• _Extract to read_:
● ● ● ● ● ● ●

Our dream is to meet and live with a person who can encourage and push us to do
what we can instead of treating us like glass doll. Giving us such help and
independence to do what we can, gives us confidence and support. The society
usually views us as fragile and that's not cool. If you’re dating a
person with SCD, they will expect your support and equal treatment.
3. WHEN WE NEED HELP, WE WILL ASK FOR IT
Any time I need help with basic needs like taking my meds, being accompanied to
hospital, going for checkup, I will ask you for help.
Allowing me to ask for your help lets me feel independent and offers you the
right opportunities to help me. Besides, when you know and understand your
partner very well, you can know when they need your help even if they don't ask
for it. It's all about studying their personality, body language and pattern of
doing things.

● ● ● ● ● ● ●

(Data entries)
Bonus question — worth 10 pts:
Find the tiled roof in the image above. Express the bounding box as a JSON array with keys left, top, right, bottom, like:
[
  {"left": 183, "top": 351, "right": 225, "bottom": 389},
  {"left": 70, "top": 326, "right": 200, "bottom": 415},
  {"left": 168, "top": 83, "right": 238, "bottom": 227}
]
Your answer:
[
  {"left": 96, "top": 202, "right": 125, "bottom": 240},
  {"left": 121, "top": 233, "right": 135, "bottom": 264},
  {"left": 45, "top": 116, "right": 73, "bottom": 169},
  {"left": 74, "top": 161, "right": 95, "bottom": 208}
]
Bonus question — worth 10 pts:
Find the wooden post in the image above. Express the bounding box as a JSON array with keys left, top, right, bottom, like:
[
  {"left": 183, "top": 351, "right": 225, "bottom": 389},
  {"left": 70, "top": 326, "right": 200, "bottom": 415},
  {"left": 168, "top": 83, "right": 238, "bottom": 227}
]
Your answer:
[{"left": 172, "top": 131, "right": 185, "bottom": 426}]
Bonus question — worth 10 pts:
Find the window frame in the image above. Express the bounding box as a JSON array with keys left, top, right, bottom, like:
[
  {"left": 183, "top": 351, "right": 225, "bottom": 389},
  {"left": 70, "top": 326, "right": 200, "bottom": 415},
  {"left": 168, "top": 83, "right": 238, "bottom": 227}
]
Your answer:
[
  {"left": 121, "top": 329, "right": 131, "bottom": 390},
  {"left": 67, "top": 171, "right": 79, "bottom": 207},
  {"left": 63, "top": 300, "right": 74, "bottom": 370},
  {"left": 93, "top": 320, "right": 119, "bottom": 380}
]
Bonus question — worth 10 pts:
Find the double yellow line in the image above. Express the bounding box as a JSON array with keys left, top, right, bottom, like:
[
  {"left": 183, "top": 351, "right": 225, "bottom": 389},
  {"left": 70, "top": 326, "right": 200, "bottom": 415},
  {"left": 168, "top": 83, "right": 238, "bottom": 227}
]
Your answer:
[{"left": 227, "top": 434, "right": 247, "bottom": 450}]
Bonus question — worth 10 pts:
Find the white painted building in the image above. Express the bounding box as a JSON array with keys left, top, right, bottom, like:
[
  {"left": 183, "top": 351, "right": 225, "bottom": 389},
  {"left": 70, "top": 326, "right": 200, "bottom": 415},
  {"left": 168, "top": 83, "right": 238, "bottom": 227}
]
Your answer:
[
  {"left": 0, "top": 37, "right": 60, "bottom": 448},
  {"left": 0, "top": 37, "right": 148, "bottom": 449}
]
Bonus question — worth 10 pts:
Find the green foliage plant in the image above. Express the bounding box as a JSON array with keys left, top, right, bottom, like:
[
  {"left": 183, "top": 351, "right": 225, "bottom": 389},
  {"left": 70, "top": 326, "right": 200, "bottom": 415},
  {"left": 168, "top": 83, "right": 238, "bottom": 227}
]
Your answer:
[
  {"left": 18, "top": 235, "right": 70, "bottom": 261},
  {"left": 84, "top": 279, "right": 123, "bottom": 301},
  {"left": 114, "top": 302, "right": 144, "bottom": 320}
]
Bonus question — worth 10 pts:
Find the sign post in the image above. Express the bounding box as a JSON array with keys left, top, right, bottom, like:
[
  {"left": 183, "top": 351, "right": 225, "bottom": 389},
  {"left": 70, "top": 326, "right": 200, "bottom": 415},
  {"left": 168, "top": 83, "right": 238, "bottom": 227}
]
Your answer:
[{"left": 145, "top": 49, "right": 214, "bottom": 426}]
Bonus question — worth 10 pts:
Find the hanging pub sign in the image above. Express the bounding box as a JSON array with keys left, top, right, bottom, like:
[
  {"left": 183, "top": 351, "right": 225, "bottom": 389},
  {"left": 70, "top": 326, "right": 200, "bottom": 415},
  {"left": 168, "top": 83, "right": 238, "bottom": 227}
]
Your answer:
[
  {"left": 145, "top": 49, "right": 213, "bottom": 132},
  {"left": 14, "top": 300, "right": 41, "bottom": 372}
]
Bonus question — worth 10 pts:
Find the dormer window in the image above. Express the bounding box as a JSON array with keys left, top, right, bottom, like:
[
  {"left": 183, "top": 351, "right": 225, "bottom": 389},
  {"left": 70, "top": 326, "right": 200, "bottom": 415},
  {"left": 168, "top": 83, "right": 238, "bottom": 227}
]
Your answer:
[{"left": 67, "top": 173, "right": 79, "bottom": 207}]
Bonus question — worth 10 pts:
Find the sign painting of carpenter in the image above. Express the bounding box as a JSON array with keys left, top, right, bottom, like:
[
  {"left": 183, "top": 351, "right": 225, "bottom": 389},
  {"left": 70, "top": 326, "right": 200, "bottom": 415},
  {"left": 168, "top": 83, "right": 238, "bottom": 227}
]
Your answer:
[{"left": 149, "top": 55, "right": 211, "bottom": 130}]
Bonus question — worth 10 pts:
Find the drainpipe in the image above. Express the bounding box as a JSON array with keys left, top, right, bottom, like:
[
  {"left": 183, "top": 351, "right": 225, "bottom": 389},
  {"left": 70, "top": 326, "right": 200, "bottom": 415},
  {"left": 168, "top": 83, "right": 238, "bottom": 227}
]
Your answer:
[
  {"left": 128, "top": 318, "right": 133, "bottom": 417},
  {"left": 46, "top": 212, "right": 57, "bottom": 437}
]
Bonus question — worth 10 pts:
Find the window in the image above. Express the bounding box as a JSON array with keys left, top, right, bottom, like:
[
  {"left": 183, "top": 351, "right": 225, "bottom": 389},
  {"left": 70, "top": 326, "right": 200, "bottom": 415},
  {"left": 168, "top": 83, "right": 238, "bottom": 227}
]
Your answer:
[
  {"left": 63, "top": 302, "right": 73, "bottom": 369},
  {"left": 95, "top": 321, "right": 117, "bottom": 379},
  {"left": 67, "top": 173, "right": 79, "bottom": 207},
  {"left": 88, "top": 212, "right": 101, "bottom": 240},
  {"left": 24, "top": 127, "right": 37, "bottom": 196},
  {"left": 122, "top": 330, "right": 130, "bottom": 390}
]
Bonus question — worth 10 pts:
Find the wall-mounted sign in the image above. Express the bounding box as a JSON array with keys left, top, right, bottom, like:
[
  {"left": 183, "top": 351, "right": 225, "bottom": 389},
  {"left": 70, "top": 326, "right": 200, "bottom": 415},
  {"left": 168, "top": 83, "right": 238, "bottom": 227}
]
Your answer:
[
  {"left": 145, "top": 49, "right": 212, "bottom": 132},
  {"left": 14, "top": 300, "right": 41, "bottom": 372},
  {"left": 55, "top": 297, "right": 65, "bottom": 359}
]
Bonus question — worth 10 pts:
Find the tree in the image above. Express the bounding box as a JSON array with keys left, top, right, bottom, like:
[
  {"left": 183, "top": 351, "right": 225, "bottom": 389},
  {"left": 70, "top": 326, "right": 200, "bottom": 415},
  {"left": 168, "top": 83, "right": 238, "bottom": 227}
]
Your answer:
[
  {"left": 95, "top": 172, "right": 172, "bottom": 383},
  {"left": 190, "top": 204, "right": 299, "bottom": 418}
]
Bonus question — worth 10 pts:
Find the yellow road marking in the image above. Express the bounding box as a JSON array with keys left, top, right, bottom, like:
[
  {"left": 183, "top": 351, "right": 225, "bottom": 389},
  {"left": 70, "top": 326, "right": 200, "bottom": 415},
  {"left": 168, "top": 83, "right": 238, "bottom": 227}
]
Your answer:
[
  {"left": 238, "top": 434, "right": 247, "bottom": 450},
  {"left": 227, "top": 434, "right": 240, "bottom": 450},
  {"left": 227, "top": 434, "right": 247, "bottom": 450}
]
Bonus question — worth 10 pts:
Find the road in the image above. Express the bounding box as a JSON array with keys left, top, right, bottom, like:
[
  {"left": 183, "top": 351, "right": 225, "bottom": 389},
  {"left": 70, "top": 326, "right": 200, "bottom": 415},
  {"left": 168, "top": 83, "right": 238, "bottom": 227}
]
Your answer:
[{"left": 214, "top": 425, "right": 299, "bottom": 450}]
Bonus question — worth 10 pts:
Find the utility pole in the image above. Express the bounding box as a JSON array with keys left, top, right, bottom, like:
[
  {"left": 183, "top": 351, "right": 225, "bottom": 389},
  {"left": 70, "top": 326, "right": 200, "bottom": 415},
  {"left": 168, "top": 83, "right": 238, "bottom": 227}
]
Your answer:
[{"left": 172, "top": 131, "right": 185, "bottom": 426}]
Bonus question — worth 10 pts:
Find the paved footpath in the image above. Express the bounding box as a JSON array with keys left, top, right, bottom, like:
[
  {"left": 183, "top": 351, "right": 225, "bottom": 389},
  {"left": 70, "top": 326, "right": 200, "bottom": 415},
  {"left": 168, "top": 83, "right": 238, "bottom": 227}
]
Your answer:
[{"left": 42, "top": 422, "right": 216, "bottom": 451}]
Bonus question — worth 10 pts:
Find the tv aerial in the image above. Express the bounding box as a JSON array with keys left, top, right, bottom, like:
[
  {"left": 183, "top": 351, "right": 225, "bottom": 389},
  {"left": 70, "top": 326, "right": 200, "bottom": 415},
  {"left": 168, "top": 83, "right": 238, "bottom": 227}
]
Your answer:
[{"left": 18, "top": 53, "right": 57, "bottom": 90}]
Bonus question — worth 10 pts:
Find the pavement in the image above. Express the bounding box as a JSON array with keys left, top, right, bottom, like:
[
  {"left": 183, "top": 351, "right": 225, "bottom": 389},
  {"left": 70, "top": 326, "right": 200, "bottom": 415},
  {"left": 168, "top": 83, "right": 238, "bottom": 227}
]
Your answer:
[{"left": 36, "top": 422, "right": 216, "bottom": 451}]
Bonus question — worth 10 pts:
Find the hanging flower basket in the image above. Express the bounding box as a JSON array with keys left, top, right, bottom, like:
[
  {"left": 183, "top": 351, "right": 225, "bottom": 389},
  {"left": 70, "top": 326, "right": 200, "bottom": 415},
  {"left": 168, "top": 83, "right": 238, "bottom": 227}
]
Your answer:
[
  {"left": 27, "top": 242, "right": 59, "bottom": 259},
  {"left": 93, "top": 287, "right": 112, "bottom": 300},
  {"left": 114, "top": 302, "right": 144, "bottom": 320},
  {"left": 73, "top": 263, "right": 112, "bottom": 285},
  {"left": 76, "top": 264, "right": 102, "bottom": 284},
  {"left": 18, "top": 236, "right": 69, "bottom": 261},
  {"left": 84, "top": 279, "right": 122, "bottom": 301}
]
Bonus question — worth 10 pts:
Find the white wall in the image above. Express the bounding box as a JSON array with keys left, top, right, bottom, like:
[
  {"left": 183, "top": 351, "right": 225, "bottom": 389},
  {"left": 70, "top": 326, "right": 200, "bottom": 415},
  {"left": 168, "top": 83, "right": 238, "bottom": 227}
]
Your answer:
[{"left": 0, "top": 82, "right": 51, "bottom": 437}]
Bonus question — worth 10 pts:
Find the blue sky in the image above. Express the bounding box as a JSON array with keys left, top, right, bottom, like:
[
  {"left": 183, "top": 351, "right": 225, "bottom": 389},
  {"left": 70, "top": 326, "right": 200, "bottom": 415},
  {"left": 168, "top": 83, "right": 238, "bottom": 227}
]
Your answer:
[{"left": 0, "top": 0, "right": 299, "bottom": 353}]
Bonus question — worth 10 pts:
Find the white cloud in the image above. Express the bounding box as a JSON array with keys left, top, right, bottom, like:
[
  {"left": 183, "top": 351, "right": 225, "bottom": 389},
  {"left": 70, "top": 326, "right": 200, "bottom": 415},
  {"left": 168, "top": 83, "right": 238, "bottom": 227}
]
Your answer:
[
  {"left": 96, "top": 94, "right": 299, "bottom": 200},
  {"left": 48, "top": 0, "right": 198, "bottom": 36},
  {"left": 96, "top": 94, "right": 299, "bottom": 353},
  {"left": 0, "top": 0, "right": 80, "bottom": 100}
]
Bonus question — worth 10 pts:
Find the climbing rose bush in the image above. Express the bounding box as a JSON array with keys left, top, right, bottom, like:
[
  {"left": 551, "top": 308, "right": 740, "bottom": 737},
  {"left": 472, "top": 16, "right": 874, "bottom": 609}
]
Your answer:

● ● ● ● ● ● ●

• _Exercise set_:
1. Reproduce the part of the passage on dating a person with SCD starting with "Our dream is" and going on through "and equal treatment.".
2. Answer these questions using the passage on dating a person with SCD.
(a) According to the passage, how does society usually view people with SCD?
(b) What basic needs does the writer name as things they will ask for help with?
(c) What does knowing and understanding your partner very well let you do?

• _Exercise solutions_:
1.
Our dream is to meet and live with a person who can encourage and push us to do
what we can instead of treating us like glass doll. Giving us such help and
independence to do what we can, gives us confidence and support. The society
usually views us as fragile and that's not cool. If you’re dating a
person with SCD, they will expect your support and equal treatment.

2.
(a) As fragile.
(b) Taking meds, being accompanied to hospital, and going for checkup.
(c) Know when they need your help even if they don't ask for it.